- [Provided data]:

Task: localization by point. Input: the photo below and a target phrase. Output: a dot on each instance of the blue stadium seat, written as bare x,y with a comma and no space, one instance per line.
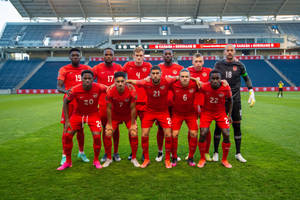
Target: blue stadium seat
290,68
13,72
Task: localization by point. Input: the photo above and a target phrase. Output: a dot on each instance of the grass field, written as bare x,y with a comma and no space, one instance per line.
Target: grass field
30,151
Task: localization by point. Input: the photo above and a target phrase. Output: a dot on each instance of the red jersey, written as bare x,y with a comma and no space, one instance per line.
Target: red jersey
87,101
121,102
214,99
184,97
138,73
157,95
105,75
71,75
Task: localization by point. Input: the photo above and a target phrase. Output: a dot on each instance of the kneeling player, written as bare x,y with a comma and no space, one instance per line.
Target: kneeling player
121,101
183,110
86,95
215,109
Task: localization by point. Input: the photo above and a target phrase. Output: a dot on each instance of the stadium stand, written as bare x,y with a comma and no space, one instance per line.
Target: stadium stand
13,72
290,68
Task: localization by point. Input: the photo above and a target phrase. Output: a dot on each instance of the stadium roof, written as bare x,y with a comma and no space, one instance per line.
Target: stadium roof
154,8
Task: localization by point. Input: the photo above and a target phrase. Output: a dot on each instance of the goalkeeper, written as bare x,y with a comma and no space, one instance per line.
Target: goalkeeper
231,70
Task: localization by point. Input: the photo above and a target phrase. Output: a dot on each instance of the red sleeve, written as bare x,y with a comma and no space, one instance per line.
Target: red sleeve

- [What to work on]: Quote the listing above in full, except for the pictures.

- [Answer]:
Task: localization by point. Input: the photo below and a target phrase. Output: a dot on each instance of the blue stadium seat, written as bare x,y with a comma and no space, one instance per line.
Target: blue stadium seat
290,68
13,72
Task: localization by point. Input: the photo above and a target phrase. Output: a dot on each instance of the grass field, written as bare x,y with a comma and no space, one instance per line.
Target: grass field
30,151
Task: localization by point. Input: the photo above and a target phrase. Output: a dot on each instance of the red jersey, written as bare x,y with a comma and no space, one instance per line.
Target: red jersey
87,101
121,102
214,99
184,97
138,73
157,95
105,75
71,75
Task: localization by point. Input: the photo above and a target phrase. Output: a dot on each instance of the kneeling player, written as bare x,y with a comma and no space, one instance per line.
Target: kneeling player
121,101
183,110
86,95
215,109
Task: localization by point. Input: the photo above and a target phrase. Output: a dot on each instance of the stadium stand, written as bare x,y with a comma and no space, one instance per line.
Target: stadium stand
13,72
290,68
Task: localization by point. Input: the photo above and a target phrase. Output: a dot on each instance of the stadium roof, written as bare x,y with a comma and no space, one instance per line.
Target: stadium roof
154,8
Task: localization by point. Input: the photo above and a target phrase. Output: a dot on each instance of the goalkeeper, written as bare x,y with a comma and no space, one instance per line.
Target: goalkeeper
231,70
Task: localization by point. Input: the photo above and a target phrase. Output: a dot on each instance of the red sleeve, written as bare x,y with a comma and no space, one instance per line.
Target: red sleeve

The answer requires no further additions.